───── Teks Bacaan ─────

Logo SitusEnergi
Jika Tarif PLTS Atap 100% BPP Akan Naik Jika Tarif PLTS Atap 100% BPP Akan Naik
Jakarta, Situsenergi.com Dosen Ekonomi Energi dari Fakultas Ekonomi dan Bisnis Universitas Padjadjaran,  Dr Yayan Satiyakti mengatakan, bahwa untuk menyukseskan kebijakan pengembangan pembangkit listrik tenaga... Jika Tarif PLTS Atap 100% BPP Akan Naik

Jakarta, Situsenergi.com

Dosen Ekonomi Energi dari Fakultas Ekonomi dan Bisnis Universitas Padjadjaran,  Dr Yayan Satiyakti mengatakan, bahwa untuk menyukseskan kebijakan pengembangan pembangkit listrik tenaga surya (PLTS) Atap di Indonesia, maka ada beberapa catatan yang harus dipenuhi.

Pertama, kata dia, terkait permintaan dari rooftop PV atau PLTS atap, apakah kesediaan orang Indonesia menggunakan teknologi ini sudah tinggi atau belum.

───── Data yang Diberikan ─────

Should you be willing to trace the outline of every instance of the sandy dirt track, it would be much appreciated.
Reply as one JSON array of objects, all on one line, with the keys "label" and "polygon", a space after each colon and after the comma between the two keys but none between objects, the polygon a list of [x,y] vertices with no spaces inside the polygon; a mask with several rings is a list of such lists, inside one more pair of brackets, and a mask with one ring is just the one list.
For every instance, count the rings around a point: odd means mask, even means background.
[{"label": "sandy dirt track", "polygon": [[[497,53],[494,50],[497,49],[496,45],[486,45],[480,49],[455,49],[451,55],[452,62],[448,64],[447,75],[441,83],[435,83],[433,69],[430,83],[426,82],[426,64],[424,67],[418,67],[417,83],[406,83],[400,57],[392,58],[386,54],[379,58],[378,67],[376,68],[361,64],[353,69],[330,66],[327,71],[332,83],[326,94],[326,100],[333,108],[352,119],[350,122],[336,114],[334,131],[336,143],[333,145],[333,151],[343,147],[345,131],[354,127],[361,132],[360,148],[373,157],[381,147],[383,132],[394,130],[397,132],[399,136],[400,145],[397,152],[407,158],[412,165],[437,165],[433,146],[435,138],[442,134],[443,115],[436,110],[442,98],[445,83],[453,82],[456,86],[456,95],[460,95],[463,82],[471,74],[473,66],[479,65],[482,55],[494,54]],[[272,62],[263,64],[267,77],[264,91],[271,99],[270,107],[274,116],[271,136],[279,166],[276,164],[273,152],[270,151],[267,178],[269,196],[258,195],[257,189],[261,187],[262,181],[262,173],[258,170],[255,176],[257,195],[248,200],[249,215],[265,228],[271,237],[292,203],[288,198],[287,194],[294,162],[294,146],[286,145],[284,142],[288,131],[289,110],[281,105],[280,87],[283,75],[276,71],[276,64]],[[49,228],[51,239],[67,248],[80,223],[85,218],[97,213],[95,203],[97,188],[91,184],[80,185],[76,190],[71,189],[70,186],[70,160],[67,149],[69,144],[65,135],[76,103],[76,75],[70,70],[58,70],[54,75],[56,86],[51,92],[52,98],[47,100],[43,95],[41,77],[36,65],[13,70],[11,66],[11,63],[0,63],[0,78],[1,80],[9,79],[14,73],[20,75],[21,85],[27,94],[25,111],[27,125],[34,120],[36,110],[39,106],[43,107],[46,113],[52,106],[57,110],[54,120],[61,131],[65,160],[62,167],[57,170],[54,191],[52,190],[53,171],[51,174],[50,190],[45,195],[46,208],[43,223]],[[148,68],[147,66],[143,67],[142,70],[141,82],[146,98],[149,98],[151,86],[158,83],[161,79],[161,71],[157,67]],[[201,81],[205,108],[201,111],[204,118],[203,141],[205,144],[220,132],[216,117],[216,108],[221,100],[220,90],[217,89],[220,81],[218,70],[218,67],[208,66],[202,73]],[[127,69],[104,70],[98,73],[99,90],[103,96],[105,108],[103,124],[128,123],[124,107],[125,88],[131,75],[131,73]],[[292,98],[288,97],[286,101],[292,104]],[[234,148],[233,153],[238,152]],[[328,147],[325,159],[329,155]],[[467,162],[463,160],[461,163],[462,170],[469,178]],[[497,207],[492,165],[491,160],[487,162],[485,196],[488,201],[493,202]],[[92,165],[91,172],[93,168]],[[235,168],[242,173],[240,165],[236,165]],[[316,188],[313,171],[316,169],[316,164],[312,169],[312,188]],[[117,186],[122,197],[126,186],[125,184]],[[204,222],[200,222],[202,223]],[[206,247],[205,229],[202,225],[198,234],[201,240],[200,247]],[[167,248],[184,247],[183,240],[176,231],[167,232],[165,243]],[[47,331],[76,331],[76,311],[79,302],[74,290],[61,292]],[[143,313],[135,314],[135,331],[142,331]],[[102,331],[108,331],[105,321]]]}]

─────

Permintaan -
Tuliskan kembali seluruh teks tentang tarif PLTS atap di atas tanpa mengubah satu kata pun.

Jawaban Tugas -
Logo SitusEnergi
Jika Tarif PLTS Atap 100% BPP Akan Naik Jika Tarif PLTS Atap 100% BPP Akan Naik
Jakarta, Situsenergi.com Dosen Ekonomi Energi dari Fakultas Ekonomi dan Bisnis Universitas Padjadjaran,  Dr Yayan Satiyakti mengatakan, bahwa untuk menyukseskan kebijakan pengembangan pembangkit listrik tenaga... Jika Tarif PLTS Atap 100% BPP Akan Naik

Jakarta, Situsenergi.com

Dosen Ekonomi Energi dari Fakultas Ekonomi dan Bisnis Universitas Padjadjaran,  Dr Yayan Satiyakti mengatakan, bahwa untuk menyukseskan kebijakan pengembangan pembangkit listrik tenaga surya (PLTS) Atap di Indonesia, maka ada beberapa catatan yang harus dipenuhi.

Pertama, kata dia, terkait permintaan dari rooftop PV atau PLTS atap, apakah kesediaan orang Indonesia menggunakan teknologi ini sudah tinggi atau belum.